▶ About this task: I need the records below restated word for word, without their pictures.
*** Opening Supplied material ***
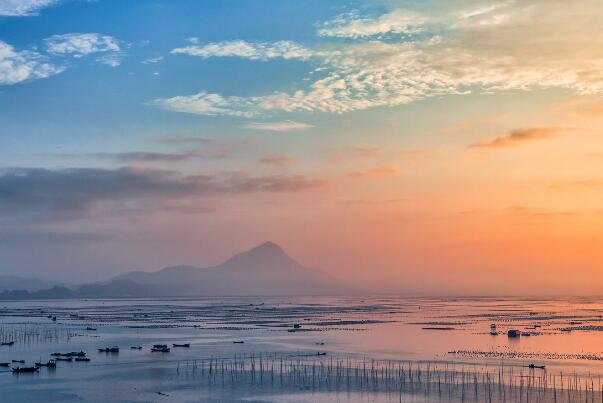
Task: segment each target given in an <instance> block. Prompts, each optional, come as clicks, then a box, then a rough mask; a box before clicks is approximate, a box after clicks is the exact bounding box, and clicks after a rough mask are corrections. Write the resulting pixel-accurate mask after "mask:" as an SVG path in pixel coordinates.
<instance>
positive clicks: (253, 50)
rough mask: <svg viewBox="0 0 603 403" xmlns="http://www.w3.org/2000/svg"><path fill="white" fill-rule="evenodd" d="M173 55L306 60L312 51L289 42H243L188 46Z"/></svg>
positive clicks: (288, 41)
mask: <svg viewBox="0 0 603 403" xmlns="http://www.w3.org/2000/svg"><path fill="white" fill-rule="evenodd" d="M171 53H173V54H186V55H190V56H197V57H202V58H204V59H207V58H209V57H241V58H245V59H251V60H269V59H275V58H283V59H300V60H307V59H309V58H310V57H312V56H313V53H312V51H310V50H308V49H306V48H304V47H303V46H301V45H299V44H297V43H295V42H291V41H277V42H263V43H251V42H247V41H243V40H237V41H225V42H217V43H208V44H206V45H203V46H198V45H190V46H186V47H182V48H176V49H174V50H172V52H171Z"/></svg>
*** Closing Supplied material ***
▶ Response for this exercise:
Task: segment each target given in an <instance> block. Prompts, each optional, come as clicks, then a box, then a rough mask; a box before clicks is approximate, a box after clicks is the exact bounding box, and clicks after a rough mask are corrections. Write the resulting pixel-accurate mask after "mask:" as an SVG path in pixel coordinates.
<instance>
positive clicks: (253, 50)
rough mask: <svg viewBox="0 0 603 403" xmlns="http://www.w3.org/2000/svg"><path fill="white" fill-rule="evenodd" d="M173 55L306 60L312 51L289 42H243L188 46Z"/></svg>
positive clicks: (288, 41)
mask: <svg viewBox="0 0 603 403" xmlns="http://www.w3.org/2000/svg"><path fill="white" fill-rule="evenodd" d="M171 53H173V54H186V55H190V56H197V57H202V58H204V59H207V58H209V57H241V58H245V59H251V60H269V59H275V58H283V59H300V60H307V59H309V58H310V57H312V56H313V53H312V51H310V50H308V49H306V48H304V47H303V46H301V45H299V44H297V43H295V42H291V41H277V42H263V43H251V42H247V41H243V40H237V41H225V42H217V43H208V44H206V45H203V46H198V45H190V46H186V47H182V48H176V49H174V50H172V52H171Z"/></svg>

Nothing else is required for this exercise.